Repeat the entries. Each one must match exactly.

[[ Data to use open ]]

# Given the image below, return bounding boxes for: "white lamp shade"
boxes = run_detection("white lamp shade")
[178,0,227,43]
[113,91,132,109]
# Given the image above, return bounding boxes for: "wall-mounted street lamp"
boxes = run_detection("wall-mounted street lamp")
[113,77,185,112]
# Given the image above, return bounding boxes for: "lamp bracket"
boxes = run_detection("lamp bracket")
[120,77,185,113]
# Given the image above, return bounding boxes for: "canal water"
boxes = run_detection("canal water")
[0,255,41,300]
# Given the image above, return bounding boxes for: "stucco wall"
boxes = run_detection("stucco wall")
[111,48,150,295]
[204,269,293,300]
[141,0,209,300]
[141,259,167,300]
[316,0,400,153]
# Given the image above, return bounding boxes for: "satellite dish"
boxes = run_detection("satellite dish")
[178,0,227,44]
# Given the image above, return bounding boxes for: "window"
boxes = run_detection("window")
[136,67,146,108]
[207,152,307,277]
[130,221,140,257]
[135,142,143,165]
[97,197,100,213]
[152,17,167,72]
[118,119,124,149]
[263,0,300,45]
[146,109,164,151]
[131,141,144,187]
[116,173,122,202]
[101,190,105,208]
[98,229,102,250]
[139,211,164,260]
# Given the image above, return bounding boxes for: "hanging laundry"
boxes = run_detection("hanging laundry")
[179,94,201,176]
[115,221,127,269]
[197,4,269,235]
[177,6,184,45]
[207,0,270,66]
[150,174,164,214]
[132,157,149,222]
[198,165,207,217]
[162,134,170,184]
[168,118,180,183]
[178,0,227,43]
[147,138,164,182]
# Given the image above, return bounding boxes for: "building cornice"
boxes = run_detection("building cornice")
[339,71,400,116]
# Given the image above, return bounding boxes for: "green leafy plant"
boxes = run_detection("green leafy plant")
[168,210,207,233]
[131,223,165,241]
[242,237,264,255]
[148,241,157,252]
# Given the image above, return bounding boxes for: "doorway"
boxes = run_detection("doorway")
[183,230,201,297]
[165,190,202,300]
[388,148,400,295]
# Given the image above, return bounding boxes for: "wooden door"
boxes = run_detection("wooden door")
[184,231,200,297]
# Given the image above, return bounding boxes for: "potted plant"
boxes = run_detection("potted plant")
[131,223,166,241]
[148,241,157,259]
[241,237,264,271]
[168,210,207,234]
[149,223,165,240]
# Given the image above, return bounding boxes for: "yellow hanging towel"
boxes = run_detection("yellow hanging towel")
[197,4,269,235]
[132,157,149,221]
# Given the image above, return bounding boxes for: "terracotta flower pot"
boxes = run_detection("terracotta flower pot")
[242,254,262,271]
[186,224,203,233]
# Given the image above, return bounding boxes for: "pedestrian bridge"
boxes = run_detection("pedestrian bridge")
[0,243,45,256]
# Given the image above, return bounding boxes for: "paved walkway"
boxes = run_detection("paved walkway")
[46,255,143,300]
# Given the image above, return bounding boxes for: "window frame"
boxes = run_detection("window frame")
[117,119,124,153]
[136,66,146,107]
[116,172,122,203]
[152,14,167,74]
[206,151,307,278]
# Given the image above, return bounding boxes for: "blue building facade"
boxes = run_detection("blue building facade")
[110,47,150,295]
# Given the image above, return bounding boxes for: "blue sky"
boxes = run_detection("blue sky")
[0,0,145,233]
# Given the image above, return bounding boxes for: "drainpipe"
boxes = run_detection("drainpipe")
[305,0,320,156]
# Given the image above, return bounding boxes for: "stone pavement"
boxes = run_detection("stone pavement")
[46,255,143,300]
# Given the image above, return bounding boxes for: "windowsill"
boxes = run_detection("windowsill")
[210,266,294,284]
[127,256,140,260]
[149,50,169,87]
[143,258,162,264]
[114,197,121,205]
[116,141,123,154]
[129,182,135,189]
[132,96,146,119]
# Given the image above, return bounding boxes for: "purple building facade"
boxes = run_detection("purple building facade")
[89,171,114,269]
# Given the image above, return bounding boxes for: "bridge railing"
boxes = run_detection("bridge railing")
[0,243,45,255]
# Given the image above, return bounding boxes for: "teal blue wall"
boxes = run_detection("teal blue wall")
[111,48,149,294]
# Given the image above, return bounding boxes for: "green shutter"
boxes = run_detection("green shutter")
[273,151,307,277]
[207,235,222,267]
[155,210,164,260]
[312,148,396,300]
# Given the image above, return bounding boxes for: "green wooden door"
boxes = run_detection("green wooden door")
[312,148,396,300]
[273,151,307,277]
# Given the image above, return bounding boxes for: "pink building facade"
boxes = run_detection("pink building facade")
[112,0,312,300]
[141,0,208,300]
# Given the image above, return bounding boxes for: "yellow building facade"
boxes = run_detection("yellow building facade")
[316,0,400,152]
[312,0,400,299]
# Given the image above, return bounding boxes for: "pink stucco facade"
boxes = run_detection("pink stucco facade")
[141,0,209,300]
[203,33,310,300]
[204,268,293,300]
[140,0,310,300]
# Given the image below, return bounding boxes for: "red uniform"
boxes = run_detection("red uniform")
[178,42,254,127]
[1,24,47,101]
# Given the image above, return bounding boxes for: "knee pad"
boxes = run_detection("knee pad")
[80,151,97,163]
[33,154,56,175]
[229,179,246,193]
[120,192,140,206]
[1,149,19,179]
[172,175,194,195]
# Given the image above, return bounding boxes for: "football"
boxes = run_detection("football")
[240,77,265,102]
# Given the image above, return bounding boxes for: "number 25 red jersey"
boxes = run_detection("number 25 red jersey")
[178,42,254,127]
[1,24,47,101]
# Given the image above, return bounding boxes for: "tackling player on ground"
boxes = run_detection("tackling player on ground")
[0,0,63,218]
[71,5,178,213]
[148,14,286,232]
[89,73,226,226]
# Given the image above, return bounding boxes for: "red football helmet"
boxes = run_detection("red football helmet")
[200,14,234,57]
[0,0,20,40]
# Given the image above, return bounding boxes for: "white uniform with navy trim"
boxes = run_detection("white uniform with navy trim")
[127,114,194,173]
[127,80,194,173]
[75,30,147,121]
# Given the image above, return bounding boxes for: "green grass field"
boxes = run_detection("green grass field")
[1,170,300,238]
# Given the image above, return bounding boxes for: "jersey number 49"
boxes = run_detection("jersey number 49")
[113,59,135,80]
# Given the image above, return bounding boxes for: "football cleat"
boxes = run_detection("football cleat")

[[ Data to use closed ]]

Written response:
# Given the image below, return bounding boxes for: "white lamp shade"
boxes = run_detection("white lamp shade")
[178,0,227,43]
[113,91,132,109]
# Given the image above, return bounding boxes for: "wall-mounted street lamp"
boxes = run_detection("wall-mounted street lamp")
[113,77,185,112]
# Given the image above, return bounding boxes for: "lamp bracket"
boxes = run_detection("lamp bracket")
[120,77,185,113]
# Given the image above, return bounding boxes for: "canal water"
boxes = run_detection("canal water")
[0,255,41,300]
# Given the image above, return bounding boxes for: "stucco wall"
boxes = run_detection("stucco wall")
[111,48,150,295]
[204,269,293,300]
[141,0,209,300]
[141,259,167,300]
[316,0,400,153]
# Given the image above, return bounding boxes for: "satellite dish"
boxes = run_detection("satellite dish")
[178,0,227,44]
# Given the image above, return bounding boxes for: "window"
boxes = run_detection("window")
[136,67,146,108]
[207,152,307,277]
[130,221,140,257]
[135,142,143,165]
[97,197,100,213]
[152,17,167,72]
[118,119,124,149]
[263,0,300,45]
[146,109,164,151]
[131,141,144,187]
[116,173,122,202]
[101,190,105,208]
[98,229,102,250]
[139,211,164,260]
# Given the image above, return bounding boxes for: "hanging laundry"
boxes = run_detection("hanging laundry")
[179,94,201,176]
[115,221,127,269]
[197,4,269,235]
[177,6,184,45]
[207,0,270,66]
[150,174,164,214]
[132,157,149,222]
[198,165,207,217]
[162,134,170,184]
[168,118,180,183]
[178,0,227,43]
[147,138,164,182]
# Given the image above, return bounding boxes for: "building cornice"
boxes = run_detection("building cornice")
[339,71,400,116]
# Given the image above, return bounding boxes for: "green leafy plant"
boxes = run_detection("green leafy plant")
[168,210,207,233]
[131,223,165,241]
[242,237,264,255]
[148,241,157,252]
# Given the image above, return bounding boxes for: "doorway"
boxes = run_detection("doorway")
[183,230,201,297]
[165,190,202,300]
[388,148,400,295]
# Given the image above, return bounding boxes for: "wooden door"
boxes = run_detection("wooden door")
[184,231,200,297]
# Given the image above, return bounding boxes for: "potted plant"
boxes = run_detection("potted plant")
[131,223,166,241]
[148,241,157,259]
[241,237,264,271]
[168,210,207,234]
[149,223,165,240]
# Given the image above, return bounding boxes for: "yellow hanging towel"
boxes = run_detection("yellow hanging towel")
[197,4,269,235]
[132,157,149,221]
# Given the image above, return bounding boxes for: "terracotta flower pot"
boxes = run_detection("terracotta flower pot")
[242,254,262,271]
[186,224,203,233]
# Given the image above, return bounding boxes for: "pedestrian bridge"
boxes = run_detection("pedestrian bridge")
[0,243,45,256]
# Given the image above, return bounding boxes for: "paved walkway"
boxes = run_detection("paved walkway")
[46,255,143,300]
# Given the image above, return bounding boxes for: "window frame"
boxes = run_detection("window frame")
[117,119,124,153]
[136,66,146,107]
[116,172,122,203]
[152,14,167,74]
[206,151,307,278]
# Given the image above, return bounding boxes for: "blue building facade"
boxes = run_detection("blue building facade")
[110,47,150,295]
# Given the image above, return bounding boxes for: "blue sky"
boxes = run_detection("blue sky")
[0,0,145,233]
# Given the image above, return bounding boxes for: "drainpipe"
boxes = run_detection("drainpipe")
[305,0,320,156]
# Given the image above, return bounding boxes for: "stone pavement"
boxes = run_detection("stone pavement")
[46,255,143,300]
# Given the image above, return bounding boxes for: "windowsill"
boxes = run_detection("windowsill")
[210,266,294,284]
[127,256,140,260]
[149,50,169,87]
[143,258,162,264]
[114,197,121,205]
[116,141,123,154]
[129,182,135,189]
[132,96,146,119]
# Given the image above, return bounding boxes for: "purple building facade"
boxes = run_detection("purple building facade")
[89,171,114,269]
# Given the image above, return bounding boxes for: "bridge railing"
boxes = run_detection("bridge railing")
[0,243,45,255]
# Given the image above, return bounding boxes for: "teal blue wall"
boxes = run_detection("teal blue wall")
[111,48,149,294]
# Given the image above, return bounding boxes for: "green shutter"
boxes = run_detection("green shutter")
[273,151,307,277]
[207,235,222,267]
[155,210,164,260]
[312,148,396,300]
# Given the image above, return bounding boxes for: "green wooden door"
boxes = run_detection("green wooden door")
[312,148,396,300]
[273,151,307,277]
# Given the image above, return bounding boxes for: "pink building facade"
boxes = run_detection("pink building facade")
[112,0,312,300]
[141,0,208,300]
# Given the image above, return bounding boxes for: "yellow building facade"
boxes = run_detection("yellow building facade")
[316,0,400,152]
[312,0,400,299]
# Given the image above, return bounding boxes for: "pink stucco facade"
boxes = run_detection("pink stucco facade")
[141,0,209,300]
[203,33,310,300]
[204,268,293,300]
[140,0,310,300]
# Given the image below, return bounding boxes for: "red uniform"
boxes = run_detection("red uniform")
[178,42,254,127]
[1,24,47,101]
# Given the image above, return bounding boxes for: "knee pad"
boxes = run_detection("knee pad")
[80,151,97,163]
[33,154,56,175]
[229,179,246,193]
[120,192,140,206]
[1,149,19,179]
[172,175,194,195]
# Given the image above, return bounding boxes for: "football"
boxes = run_detection("football")
[240,77,265,102]
# Given the image above, return bounding boxes for: "number 25 red jersey"
boxes = run_detection("number 25 red jersey")
[178,42,254,127]
[1,24,47,101]
# Given the image above, return bounding boxes for: "tackling player on ground"
boxes = run_detection("tackling player on ground")
[0,0,63,218]
[71,5,178,213]
[148,14,286,232]
[89,73,226,226]
# Given the image above, return bounding boxes for: "red football helmet"
boxes = run_detection("red football helmet")
[200,14,234,57]
[0,0,20,40]
# Given the image above, return bounding boxes for: "white uniform with navy trim"
boxes = run_detection("white uniform with navy trim")
[127,114,194,173]
[127,80,194,173]
[75,30,147,121]
# Given the image above, return bounding boxes for: "green grass field"
boxes = run_detection("green grass field")
[1,170,300,238]
# Given the image above, return bounding boxes for: "jersey number 49"
boxes = run_detection("jersey number 49")
[113,59,135,80]
# Given the image above, return bounding boxes for: "football cleat"
boxes = run_detection("football cleat")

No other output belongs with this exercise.